+++ Given text

If you want to make something that really fits the little ones, you probably want something like a dishpan bass rather than a washtub. Where you'd use a 2" dia hoe handle on an adult size, you'd use one of those cheap 5/8" dia mop handles from the supermarket for the little ones.

Anything that has a little "boom" to it when you slap it good can make the sound box. Don't be afraid to consider plastic buckets, wastebaskets, wooden boxes, or anything else you can tie a string to. If you can get the orchestra outdoors, a piece of binder twine tied to the latch handle on the barn door works pretty good. (And a 10' long string works fine, if you tie it to the kid that puts the tension to it so he/she can put a little body weight to it.)

Remember too, that if you make an instrument that "speaks" at orchestral levels, the kids'll drive you batty with the noise.


09 Jan 03 - 06:24 PM (#863033)
Subject: RE: Washtub Bass String Question

Thanks, John-
You've given me some direction/ideas I can use here. I had printed out plans for a WTB months ago, and they seemed to require specific materials. But experimenting with the stuff you mentioned will add to the instruction as well.

BTW- they don't need an incentive to grow up- they think they already are! Ever see a 6 year old dress like/unconsciously mimic Brittney Spears, etc. AAARRGGGHHHHH!

09 Jan 03 - 07:25 PM (#863080)
Subject: RE: Washtub Bass String Question
From: Cap't Bob

My wash tub bass is actually a garbage can bass that I built using the plans on Dennis Havelena's webpage. I have tried the standard wash tub base but find the garbage can bass to be a whole lot easier to play. It has an arm like a pump that you use to change the tension on the string.

Dennis recommends using dacron rope for this particular instrument. Dacron was also recommended by a woman that plays in a local group "The Wash Tub Band". I had trouble finding dacron rope (we live back in the sticks, however I had an old piece of dacron braided line from my boat. You can usually tell the difference between nylon and dacron in that the dacron seems to have a lot of loose fibers sticking out here and there.

++++++

→ Task set
**a)** In the washtub bass discussion, which specific items does the first post suggest considering for the sound box? List them all.
**b)** Answer each question from the washtub bass discussion:
(i) What diameter of mop handle is suggested for an instrument sized for the little ones?
(ii) What kind of rope does Dennis recommend for the garbage can bass?
(iii) According to the post by Cap't Bob, what usually distinguishes dacron from nylon?
**c)** Continue the washtub bass discussion from the point where it stops.
The items are not needed for any of the work here.

+++ Data rows

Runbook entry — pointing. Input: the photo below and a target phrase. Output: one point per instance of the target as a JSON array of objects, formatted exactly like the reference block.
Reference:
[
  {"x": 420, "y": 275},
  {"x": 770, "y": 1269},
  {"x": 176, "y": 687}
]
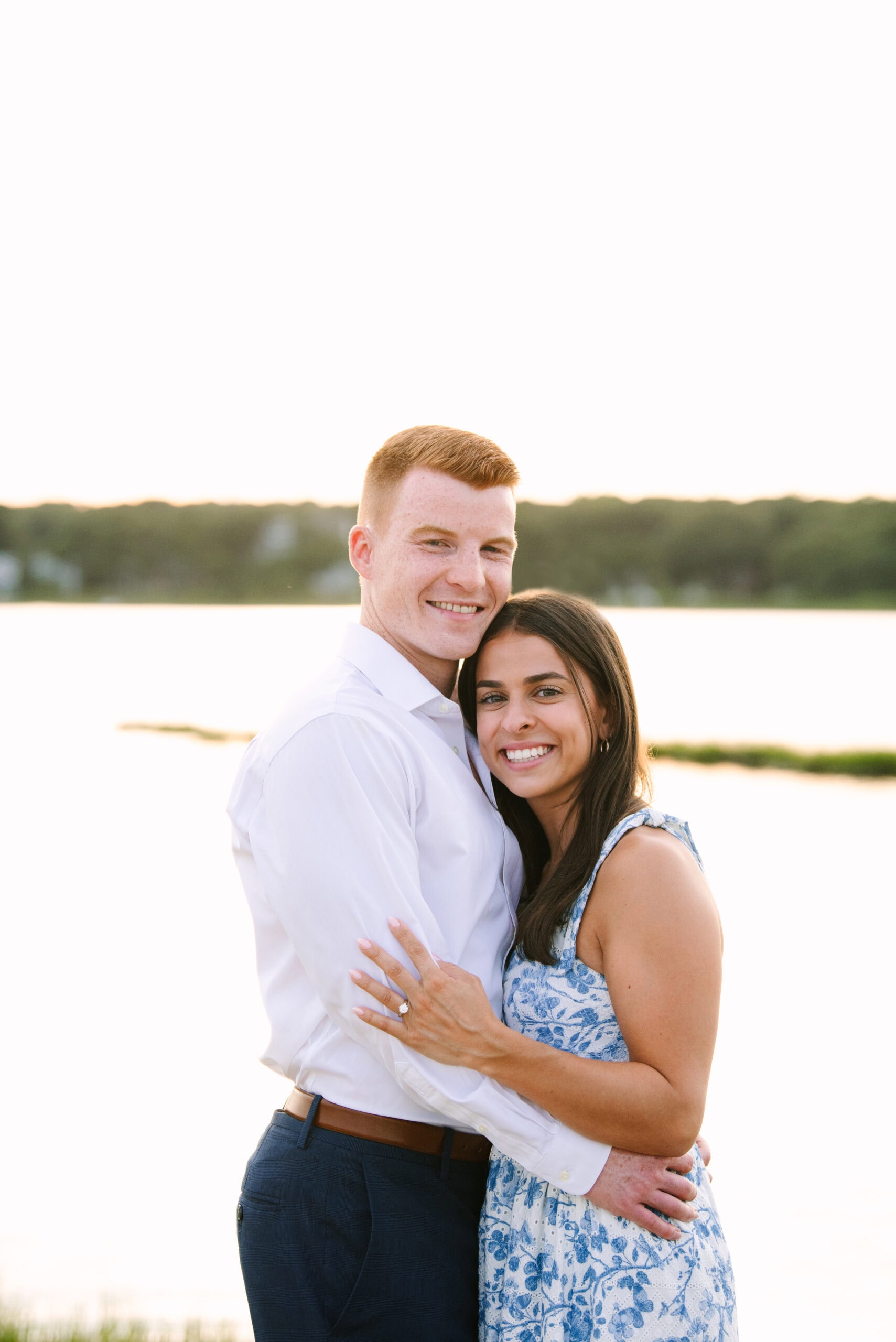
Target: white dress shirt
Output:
[{"x": 356, "y": 806}]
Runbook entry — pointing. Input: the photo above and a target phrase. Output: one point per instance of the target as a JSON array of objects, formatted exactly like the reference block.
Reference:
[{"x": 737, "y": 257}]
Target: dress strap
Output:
[{"x": 645, "y": 816}]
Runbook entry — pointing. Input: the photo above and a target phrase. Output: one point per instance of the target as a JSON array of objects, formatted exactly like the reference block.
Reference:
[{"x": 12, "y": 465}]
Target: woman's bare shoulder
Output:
[{"x": 651, "y": 866}]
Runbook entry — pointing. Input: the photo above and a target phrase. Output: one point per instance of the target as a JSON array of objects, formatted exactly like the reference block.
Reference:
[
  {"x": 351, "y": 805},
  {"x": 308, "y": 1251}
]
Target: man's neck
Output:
[{"x": 440, "y": 674}]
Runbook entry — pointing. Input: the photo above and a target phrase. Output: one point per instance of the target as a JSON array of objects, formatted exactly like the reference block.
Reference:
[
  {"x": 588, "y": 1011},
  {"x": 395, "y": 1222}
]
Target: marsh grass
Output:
[
  {"x": 856, "y": 764},
  {"x": 20, "y": 1330}
]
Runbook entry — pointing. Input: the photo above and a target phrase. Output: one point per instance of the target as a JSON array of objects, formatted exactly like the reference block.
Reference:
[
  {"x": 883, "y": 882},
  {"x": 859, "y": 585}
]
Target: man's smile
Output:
[{"x": 457, "y": 607}]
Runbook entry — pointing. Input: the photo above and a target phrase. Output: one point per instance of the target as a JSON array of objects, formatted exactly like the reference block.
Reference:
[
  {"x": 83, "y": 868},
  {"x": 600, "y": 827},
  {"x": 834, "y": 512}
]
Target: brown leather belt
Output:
[{"x": 392, "y": 1132}]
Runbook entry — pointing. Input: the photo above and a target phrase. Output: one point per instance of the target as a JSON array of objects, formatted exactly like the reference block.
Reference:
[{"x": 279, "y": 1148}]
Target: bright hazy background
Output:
[{"x": 647, "y": 247}]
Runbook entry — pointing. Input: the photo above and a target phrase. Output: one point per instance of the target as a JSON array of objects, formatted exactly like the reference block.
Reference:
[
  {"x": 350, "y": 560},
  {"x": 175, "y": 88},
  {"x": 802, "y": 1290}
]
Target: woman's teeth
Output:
[
  {"x": 529, "y": 753},
  {"x": 459, "y": 610}
]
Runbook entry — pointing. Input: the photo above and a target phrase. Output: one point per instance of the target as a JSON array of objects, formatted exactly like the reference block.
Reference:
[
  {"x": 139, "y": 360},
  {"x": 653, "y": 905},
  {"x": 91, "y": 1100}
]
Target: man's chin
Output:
[{"x": 452, "y": 645}]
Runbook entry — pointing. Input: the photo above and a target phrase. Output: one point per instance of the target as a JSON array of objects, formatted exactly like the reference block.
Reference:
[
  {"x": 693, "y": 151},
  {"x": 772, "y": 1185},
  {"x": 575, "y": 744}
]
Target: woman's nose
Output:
[{"x": 518, "y": 718}]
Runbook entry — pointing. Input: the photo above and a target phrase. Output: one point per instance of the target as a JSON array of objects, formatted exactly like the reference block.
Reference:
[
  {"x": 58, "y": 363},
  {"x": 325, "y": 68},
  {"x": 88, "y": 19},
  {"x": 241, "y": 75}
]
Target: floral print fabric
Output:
[{"x": 553, "y": 1266}]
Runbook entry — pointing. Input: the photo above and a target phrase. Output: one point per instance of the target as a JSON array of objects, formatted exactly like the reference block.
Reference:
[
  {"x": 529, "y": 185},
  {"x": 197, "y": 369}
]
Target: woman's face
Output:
[{"x": 533, "y": 728}]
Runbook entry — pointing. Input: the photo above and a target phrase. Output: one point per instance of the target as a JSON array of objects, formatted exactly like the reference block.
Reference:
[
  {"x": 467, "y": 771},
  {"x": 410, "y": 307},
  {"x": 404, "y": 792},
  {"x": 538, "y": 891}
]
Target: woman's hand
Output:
[{"x": 448, "y": 1016}]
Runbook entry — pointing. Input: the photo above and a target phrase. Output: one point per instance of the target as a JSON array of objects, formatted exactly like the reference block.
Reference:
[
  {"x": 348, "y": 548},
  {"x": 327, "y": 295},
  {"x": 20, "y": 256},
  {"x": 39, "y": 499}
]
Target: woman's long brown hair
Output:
[{"x": 615, "y": 782}]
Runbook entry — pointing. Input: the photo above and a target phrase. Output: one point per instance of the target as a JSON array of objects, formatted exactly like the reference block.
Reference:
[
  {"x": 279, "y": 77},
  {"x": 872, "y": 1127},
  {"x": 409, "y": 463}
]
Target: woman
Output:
[{"x": 611, "y": 992}]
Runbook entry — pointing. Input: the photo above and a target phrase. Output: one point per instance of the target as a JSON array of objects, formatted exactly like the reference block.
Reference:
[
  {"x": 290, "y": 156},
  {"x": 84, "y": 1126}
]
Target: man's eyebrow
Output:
[{"x": 431, "y": 531}]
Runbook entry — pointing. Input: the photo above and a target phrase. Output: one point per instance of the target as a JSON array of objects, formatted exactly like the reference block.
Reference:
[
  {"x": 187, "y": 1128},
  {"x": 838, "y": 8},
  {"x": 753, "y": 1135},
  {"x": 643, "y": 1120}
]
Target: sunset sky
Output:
[{"x": 647, "y": 248}]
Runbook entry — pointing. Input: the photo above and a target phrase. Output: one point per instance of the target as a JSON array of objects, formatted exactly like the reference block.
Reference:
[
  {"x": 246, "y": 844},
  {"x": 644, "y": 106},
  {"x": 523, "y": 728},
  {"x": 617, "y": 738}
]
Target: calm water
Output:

++++++

→ Per-task outputs
**a)** Plastic buckets, wastebaskets, wooden boxes

**b)**
(i) 5/8" diameter
(ii) Dacron rope
(iii) Dacron seems to have a lot of loose fibers sticking out here and there.

**c)**
If you want to check out the webpage go to:

Oh well, what can I say.

73 Cap't Bob

09 Jan 03 - 07:27 PM (#863083)
Subject: RE: Washtub Bass String Question
From: Cap't Bob

I know you will find that confusing ~~ try this:

Cap't Bob

09 Jan 03 - 09:41 PM (#863200)
Subject: RE: Washtub Bass String Question

What a cool website, Capt Bob! Lots of instrument plans I can use at school with the kids.

And did you say garbage can? Like a galvanized one? I have one of those!

The lever thingy on the bass is great- easier for small hands/short people to negotiate.

Here's another question: how does the string end inside the can or tub? Is it simply knotted or is there other hardware involved, or does it matter?

This is going to be fun- thank you guys!

10 Jan 03 - 03:38 AM (#863348)
Subject: RE: Washtub Bass String Question
From: Kaleea

I'm 4'11&3/4" tall, & I have marvelous galvanized garbage (looks like a smaller verson of the regular old fashioned garbage can everybody used to have) can bass with cotton clothesline for my string. A 2 x 2 was used for the vertical piece to which is attached the best part--which is that, about my shoulder height there is a **horizontal** piece of 2 x 2 attached to the vertical 2 x 2. The clothesline is attached to the vertical piece of wood! Therefore, I can easily bend my elbow to bring my left hand up & grasp the **vertical** "handle"--it is this which adjusts the tightness of the cotton clothesline! If I tip it back towards me, it is just perfect for me. It was made for me by a real PRO who has basses down to a science. It makes a Fabulous sound, & I have the line tied so that I can PLAY the pitches for bluegrass/traditional keys such as D & G, & A. I also have had little kids as well as big kids playing it at jams, & EVERYBODY wants a chance to play!!   Good Luck, & happy plunkin' !

10 Jan 03 - 03:54 AM (#863355)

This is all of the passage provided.